═════ PAGE TEXT ═════
In relation to offsets against prior capital losses,
subsection 160ZC(4E) of the ITAA provides that the forgiven debt may be
used to reduce capital losses incurred in the immediately preceding year
of income. This subsection will be amended by item 1 of Schedule 3
to provide that the offset may be against any capital loss incurred in
a previous year of income, effectively allowing the offset to be made
against any accumulated capital losses.
The amendment is estimated in the explanatory memorandum
to have no significant revenue impact.
Application: Debts forgiven after 2 April 1998.
Gifts to the Menzies Research Centre
The Menzies Research Centre was established in 1995 to
provide research into economic, social, cultural and political policies
to enhance individual liberty, free speech, competitive enterprise and
democracy. In practice, the Centre could be classified as a Liberal Party
'think-tank'. It is broadly equivalent to the Evatt Foundation which was
established in 1979 and performs similar functions for the Labour Party.
The funding of organisations bearing the name of politicians
has a relatively long history, though it must be noted that most of the
bodies mentioned below perform a greater range of functions than purely
party research. The Menzies Foundation was established in 1978 and, it
is reported, that it subsequently received approximately $4.4 million
prior to the Liberal party losing government in 1983. In relation to the
Evatt Foundation, an initial grant of $250 000 was made in the 1984-85
Budget and this continued for eight years, comprising a total of $2 million.
Further indexed grants were made in later budgets, the reported total
contribution being approximately $3 million. There is also the Murphy
Foundation which was established in 1987 and reportedly received total
grants of approximately $1.2 million prior to the election of the current
government which ceased grants to the organisation. The reported totals
of the grants to foundations established in memory of these former politicians
is Menzies: $4.62 million; Evatt: $3.24 million; and Murphy: $1.17 million.(3)
On 9 October 1996 the Minister for Administrative Services
announced that annual grants would be made to the Menzies Research Centre
and the Evatt Foundation and that both organisations would receive $100
000 per year. The Press Release announcing the grants did not specify
if the grants were to be indexed or for how long they would continue.(4)
In relation to tax deductions for donations to such foundations,
which are dealt with by this Bill, the Treasurer announced on 10 October
1996 that donations to the Menzies Research Centre of $2 or more would
be deductible. Currently, donations of $2 or more are deductible if made
to the Menzies Foundation or the Evatt Foundation as philanthropic trusts,
while such donations to the Murphy Foundation are deductible as an education
body.
═════ EXTRACTED INFORMATION ═════
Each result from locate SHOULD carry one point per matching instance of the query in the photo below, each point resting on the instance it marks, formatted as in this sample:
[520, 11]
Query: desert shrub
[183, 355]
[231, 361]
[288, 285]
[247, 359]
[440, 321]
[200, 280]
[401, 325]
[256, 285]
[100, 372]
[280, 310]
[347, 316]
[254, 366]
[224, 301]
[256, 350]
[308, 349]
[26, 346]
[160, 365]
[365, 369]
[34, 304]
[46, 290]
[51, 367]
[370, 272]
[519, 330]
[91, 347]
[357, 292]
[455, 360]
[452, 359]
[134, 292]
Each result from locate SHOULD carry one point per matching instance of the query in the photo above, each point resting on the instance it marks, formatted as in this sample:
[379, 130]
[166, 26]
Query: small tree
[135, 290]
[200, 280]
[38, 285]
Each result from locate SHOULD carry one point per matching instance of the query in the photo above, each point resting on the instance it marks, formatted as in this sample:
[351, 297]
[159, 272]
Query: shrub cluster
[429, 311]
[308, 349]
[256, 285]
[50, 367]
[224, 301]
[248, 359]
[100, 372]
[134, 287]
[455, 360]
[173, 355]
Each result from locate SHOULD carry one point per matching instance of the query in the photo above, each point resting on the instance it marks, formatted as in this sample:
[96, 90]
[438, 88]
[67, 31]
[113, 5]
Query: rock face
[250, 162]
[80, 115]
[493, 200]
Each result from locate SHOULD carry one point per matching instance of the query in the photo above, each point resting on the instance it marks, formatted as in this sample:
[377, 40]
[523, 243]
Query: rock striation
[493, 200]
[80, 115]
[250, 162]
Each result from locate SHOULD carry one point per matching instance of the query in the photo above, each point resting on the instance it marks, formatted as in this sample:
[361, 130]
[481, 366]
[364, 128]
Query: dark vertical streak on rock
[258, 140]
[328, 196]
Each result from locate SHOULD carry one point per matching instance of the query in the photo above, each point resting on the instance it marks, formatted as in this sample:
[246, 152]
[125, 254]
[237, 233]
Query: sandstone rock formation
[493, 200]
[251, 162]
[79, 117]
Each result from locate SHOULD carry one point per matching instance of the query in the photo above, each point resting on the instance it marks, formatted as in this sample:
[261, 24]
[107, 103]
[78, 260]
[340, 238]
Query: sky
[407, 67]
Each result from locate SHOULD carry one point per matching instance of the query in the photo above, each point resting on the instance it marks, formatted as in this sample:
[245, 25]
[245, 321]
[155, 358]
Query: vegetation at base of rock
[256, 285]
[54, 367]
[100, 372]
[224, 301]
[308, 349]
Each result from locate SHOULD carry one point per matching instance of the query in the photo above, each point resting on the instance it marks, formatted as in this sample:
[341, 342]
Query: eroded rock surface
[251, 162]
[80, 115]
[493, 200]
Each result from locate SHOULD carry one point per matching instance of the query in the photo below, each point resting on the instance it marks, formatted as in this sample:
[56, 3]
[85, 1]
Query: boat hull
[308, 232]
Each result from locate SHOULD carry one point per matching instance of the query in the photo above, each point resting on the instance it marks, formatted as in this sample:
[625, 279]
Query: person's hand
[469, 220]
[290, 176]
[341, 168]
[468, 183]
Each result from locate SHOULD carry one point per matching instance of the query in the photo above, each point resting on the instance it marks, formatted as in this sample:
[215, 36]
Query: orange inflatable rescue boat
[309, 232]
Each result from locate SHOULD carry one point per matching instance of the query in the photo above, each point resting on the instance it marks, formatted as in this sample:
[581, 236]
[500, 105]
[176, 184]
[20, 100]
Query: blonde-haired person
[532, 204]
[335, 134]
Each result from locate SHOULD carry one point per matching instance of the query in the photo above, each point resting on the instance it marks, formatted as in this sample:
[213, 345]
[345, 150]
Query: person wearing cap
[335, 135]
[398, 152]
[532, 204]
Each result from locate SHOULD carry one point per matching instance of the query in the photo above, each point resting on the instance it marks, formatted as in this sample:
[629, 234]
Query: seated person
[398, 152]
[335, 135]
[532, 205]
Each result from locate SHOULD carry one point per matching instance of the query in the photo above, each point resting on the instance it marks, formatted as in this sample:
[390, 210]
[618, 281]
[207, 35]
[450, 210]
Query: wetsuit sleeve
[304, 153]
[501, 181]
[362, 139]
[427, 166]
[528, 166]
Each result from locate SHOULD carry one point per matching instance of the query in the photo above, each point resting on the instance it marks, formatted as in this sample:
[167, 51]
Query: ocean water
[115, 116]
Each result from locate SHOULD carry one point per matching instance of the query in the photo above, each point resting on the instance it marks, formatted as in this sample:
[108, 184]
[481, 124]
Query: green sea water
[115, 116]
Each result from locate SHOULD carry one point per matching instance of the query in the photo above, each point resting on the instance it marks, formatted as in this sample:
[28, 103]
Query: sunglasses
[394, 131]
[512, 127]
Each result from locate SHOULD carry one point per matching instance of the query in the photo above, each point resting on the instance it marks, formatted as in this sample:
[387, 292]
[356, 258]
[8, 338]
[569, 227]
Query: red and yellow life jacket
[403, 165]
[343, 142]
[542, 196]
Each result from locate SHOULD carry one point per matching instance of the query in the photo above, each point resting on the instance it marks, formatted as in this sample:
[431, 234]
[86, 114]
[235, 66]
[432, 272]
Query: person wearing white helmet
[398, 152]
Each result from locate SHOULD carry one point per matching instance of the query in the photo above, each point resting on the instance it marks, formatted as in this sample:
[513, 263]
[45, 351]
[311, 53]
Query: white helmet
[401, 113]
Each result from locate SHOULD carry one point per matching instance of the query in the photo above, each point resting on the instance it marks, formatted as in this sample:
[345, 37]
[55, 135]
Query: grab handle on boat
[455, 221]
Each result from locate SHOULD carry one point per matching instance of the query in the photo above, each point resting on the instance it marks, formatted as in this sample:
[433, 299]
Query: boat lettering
═════
• **PROBLEM**: Write out the part of the tax bill text between "Further indexed grants" and "they would continue.(4)", inclusive, word for word.

• **RESPONSE TO THE TASK**:
Further indexed grants were made in later budgets, the reported total
contribution being approximately $3 million. There is also the Murphy
Foundation which was established in 1987 and reportedly received total
grants of approximately $1.2 million prior to the election of the current
government which ceased grants to the organisation. The reported totals
of the grants to foundations established in memory of these former politicians
is Menzies: $4.62 million; Evatt: $3.24 million; and Murphy: $1.17 million.(3)
On 9 October 1996 the Minister for Administrative Services
announced that annual grants would be made to the Menzies Research Centre
and the Evatt Foundation and that both organisations would receive $100
000 per year. The Press Release announcing the grants did not specify
if the grants were to be indexed or for how long they would continue.(4)